— START GIVEN DATA —

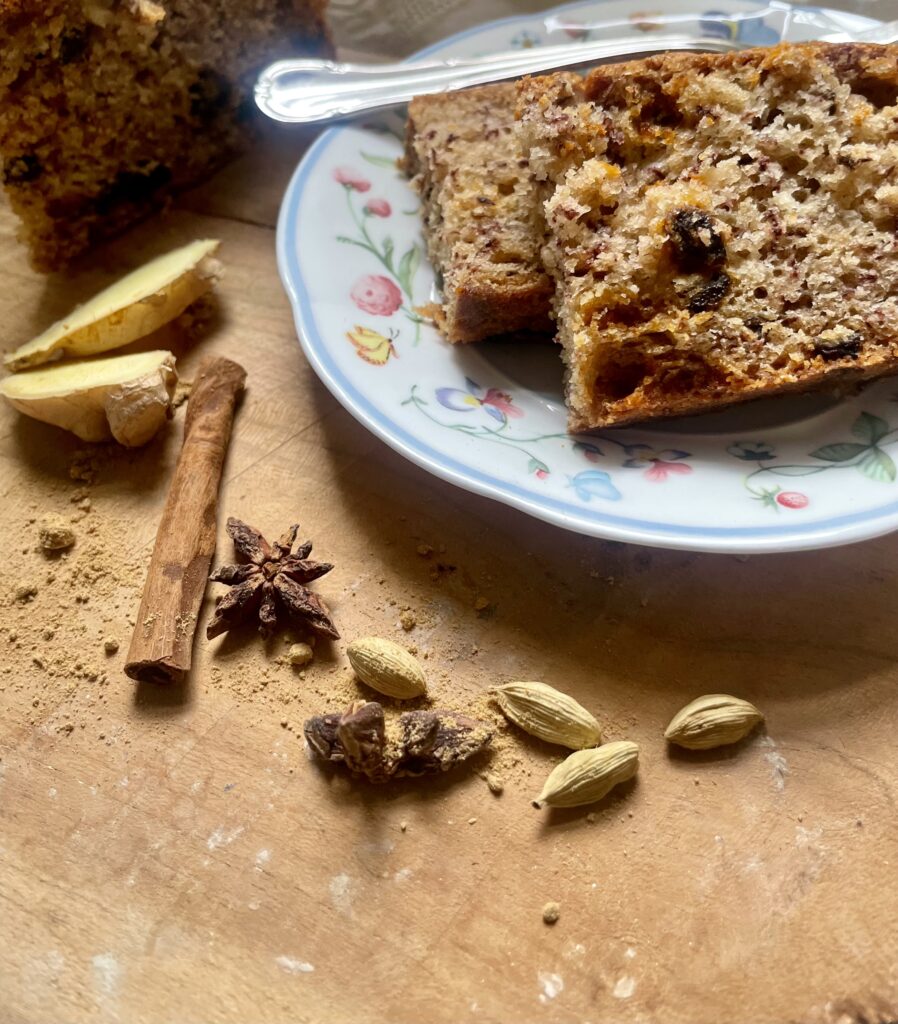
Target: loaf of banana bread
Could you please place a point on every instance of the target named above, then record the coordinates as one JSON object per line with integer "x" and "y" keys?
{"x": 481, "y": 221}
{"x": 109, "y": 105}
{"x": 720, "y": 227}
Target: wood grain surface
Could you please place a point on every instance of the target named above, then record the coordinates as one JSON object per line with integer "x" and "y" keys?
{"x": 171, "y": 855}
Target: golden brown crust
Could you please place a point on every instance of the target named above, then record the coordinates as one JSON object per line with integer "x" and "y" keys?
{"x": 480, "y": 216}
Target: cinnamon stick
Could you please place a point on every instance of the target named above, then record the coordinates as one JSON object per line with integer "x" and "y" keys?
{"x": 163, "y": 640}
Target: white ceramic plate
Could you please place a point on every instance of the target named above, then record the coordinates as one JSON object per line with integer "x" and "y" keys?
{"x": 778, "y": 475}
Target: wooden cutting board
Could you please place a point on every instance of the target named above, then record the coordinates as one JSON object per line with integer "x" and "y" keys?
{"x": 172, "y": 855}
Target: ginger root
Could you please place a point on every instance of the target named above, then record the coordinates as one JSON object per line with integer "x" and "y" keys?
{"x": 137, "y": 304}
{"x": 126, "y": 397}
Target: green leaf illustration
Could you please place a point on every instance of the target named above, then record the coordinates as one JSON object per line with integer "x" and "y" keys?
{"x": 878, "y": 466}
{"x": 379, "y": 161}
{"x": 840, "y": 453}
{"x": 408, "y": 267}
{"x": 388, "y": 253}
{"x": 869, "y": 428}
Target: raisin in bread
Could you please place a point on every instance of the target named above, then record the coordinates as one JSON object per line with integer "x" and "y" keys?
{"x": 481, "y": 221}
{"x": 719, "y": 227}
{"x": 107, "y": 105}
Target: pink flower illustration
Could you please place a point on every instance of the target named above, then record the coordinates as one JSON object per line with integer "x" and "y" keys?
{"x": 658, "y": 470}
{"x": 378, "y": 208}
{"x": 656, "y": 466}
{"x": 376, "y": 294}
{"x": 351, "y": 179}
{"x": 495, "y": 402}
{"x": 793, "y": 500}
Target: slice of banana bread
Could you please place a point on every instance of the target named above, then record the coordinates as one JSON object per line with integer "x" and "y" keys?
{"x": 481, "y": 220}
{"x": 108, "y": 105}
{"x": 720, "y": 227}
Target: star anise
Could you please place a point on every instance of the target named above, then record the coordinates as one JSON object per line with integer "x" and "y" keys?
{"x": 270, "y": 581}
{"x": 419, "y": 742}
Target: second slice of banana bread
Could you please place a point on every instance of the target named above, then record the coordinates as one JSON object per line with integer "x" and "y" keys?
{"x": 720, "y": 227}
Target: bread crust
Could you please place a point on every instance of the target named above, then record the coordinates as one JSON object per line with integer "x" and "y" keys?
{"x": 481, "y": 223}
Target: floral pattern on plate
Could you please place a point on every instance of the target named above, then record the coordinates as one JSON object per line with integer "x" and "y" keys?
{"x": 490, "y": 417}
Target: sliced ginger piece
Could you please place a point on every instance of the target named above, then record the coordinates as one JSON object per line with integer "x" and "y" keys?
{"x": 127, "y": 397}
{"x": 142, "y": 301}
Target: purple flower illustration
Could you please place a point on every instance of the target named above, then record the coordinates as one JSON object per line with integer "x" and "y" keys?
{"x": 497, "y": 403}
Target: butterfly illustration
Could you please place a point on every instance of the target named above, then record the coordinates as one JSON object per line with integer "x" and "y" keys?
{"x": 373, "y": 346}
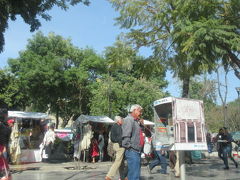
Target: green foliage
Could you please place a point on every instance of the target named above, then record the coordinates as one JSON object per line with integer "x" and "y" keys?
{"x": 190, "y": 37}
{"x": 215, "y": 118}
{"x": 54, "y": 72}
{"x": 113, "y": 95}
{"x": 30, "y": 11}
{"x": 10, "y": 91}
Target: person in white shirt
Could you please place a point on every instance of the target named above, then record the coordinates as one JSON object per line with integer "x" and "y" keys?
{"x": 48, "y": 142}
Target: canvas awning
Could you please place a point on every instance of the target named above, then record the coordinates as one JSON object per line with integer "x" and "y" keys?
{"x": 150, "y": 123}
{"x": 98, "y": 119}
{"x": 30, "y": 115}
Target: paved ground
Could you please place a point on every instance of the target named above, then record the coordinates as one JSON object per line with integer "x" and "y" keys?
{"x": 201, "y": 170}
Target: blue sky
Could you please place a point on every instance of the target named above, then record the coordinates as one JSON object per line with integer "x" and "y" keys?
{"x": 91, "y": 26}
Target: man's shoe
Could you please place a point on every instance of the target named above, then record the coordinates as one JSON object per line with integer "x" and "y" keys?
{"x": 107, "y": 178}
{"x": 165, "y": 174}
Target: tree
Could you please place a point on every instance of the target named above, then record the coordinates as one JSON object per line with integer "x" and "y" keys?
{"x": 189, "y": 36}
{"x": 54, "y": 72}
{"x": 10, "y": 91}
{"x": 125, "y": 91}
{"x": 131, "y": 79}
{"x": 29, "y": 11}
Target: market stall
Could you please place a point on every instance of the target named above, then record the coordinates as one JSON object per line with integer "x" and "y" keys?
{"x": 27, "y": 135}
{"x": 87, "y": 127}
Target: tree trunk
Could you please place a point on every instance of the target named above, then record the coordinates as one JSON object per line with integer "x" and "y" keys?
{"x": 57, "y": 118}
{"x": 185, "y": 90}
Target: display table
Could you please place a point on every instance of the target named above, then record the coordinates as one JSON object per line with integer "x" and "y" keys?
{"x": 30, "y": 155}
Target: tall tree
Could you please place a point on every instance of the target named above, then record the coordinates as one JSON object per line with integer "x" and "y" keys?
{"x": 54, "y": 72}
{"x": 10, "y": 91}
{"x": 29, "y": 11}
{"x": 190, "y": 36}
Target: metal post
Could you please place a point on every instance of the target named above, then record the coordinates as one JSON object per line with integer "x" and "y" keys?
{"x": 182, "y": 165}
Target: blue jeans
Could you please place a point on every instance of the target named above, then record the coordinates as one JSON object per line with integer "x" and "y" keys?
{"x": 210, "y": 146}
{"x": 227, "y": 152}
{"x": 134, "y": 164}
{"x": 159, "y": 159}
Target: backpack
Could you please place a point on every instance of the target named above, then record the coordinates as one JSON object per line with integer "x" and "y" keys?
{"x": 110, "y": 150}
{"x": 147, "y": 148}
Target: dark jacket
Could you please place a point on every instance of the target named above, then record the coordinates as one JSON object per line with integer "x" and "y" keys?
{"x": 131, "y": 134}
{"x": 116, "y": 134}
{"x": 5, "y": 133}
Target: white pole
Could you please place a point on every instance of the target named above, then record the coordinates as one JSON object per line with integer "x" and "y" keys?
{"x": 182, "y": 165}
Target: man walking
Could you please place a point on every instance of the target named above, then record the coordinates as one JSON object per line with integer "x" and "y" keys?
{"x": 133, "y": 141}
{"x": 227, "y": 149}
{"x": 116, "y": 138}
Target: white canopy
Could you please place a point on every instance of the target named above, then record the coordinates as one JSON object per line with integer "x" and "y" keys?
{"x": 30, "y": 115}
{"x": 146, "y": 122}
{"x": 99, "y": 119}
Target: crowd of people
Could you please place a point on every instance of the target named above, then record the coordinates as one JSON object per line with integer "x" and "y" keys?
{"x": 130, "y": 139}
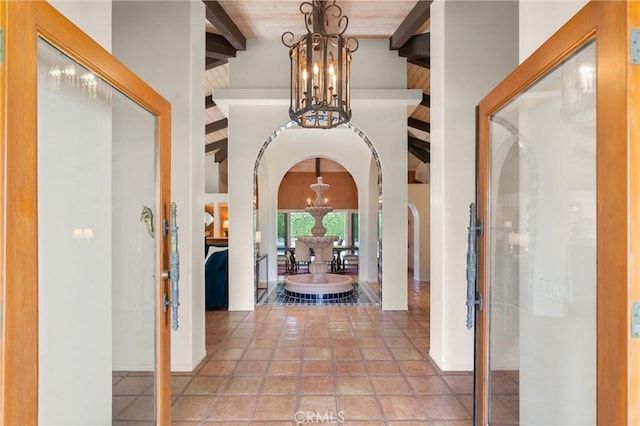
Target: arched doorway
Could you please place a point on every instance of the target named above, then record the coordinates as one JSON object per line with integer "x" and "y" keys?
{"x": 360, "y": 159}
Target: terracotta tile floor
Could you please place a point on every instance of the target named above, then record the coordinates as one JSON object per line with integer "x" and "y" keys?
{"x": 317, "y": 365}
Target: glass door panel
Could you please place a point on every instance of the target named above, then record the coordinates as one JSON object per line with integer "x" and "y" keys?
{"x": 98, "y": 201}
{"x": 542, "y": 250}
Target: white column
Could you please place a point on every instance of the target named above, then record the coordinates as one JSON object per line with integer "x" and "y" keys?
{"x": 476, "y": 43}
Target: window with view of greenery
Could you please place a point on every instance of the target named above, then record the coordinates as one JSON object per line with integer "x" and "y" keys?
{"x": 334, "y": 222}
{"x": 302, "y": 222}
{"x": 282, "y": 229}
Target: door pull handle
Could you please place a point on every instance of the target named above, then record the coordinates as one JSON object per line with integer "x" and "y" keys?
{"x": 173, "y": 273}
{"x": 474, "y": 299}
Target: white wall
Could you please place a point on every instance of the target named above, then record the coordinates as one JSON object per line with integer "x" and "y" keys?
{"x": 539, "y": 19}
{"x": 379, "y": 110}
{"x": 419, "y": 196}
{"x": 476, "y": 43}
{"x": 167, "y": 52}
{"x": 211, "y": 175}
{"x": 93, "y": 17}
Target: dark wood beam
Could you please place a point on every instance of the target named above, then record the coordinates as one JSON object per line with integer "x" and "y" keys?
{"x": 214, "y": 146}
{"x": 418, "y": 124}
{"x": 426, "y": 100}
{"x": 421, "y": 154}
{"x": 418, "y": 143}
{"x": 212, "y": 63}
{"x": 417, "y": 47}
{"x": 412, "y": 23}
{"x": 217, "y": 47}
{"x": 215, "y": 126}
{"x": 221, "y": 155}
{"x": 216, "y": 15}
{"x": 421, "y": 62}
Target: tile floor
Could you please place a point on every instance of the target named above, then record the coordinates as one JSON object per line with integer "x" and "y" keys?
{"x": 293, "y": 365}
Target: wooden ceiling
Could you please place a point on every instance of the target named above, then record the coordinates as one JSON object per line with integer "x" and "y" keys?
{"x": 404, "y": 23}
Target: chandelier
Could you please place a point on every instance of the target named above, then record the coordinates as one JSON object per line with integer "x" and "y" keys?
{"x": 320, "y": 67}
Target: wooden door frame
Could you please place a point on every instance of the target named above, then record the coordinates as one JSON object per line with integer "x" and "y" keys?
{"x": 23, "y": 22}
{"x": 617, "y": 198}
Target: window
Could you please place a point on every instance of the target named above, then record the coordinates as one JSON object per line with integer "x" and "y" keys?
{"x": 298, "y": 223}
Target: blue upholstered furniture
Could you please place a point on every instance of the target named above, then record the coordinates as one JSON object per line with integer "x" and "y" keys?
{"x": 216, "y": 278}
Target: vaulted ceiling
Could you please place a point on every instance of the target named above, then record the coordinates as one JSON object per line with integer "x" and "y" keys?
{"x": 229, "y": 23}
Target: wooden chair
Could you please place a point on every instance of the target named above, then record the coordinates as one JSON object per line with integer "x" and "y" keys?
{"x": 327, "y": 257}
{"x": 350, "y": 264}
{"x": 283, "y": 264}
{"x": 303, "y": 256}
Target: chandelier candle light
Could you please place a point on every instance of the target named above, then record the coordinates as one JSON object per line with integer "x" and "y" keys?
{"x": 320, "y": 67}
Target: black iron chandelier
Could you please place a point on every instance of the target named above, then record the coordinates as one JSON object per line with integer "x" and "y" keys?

— END GIVEN DATA —

Set out exactly the run of lines that begins at the line holding "Target: tile floor" and ends at the last line of the data.

Target: tile floor
Could you please place a point on every instance of the target named above, then record the coordinates as one JSON object per line with integer "x" and "y" keys?
{"x": 293, "y": 365}
Target: wooden ceiling
Could you please place a point on every instance of the target named above, then record the coordinates as one JSON object per line with integer "x" and "y" keys?
{"x": 404, "y": 23}
Target: chandelier
Could you please place a point on every instance of the target named above, then record the coordinates as one JSON object per line with integer "x" and "y" keys?
{"x": 320, "y": 67}
Target: wooden door frame
Could you please place a point on every instance of the target named above, then record the coordinates as one JSON object per line with integer "x" and "y" keys?
{"x": 23, "y": 22}
{"x": 617, "y": 198}
Target: window
Could you please place a point on every instance of the target named above, then record the coordinates as one JSON object per line with integer "x" and "y" keys?
{"x": 298, "y": 223}
Target: blue upholstered furniture
Could you please place a point on every instance of the target named above, then record the coordinates as one JSON object per line with integer "x" and "y" keys?
{"x": 216, "y": 278}
Target: vaulted ceiling
Could you please place a point on every instance of the target named above, then record the coordinates as one JSON object per line with integer "x" and "y" keys?
{"x": 229, "y": 23}
Target: wooden chair
Could you please place a point on every instance of the target named above, then record the coordinates as one JSON object per line with integer "x" and "y" keys?
{"x": 327, "y": 257}
{"x": 350, "y": 264}
{"x": 283, "y": 264}
{"x": 303, "y": 256}
Target: chandelier candle light
Could you please place a point on every instance of the target named above, then record the coordinates as one JSON object per line with integer "x" and "y" keys?
{"x": 320, "y": 67}
Target: black iron chandelier
Could you please place a point on every instance of the target named above, then record the coordinates as one JSON object per line with integer "x" and "y" keys?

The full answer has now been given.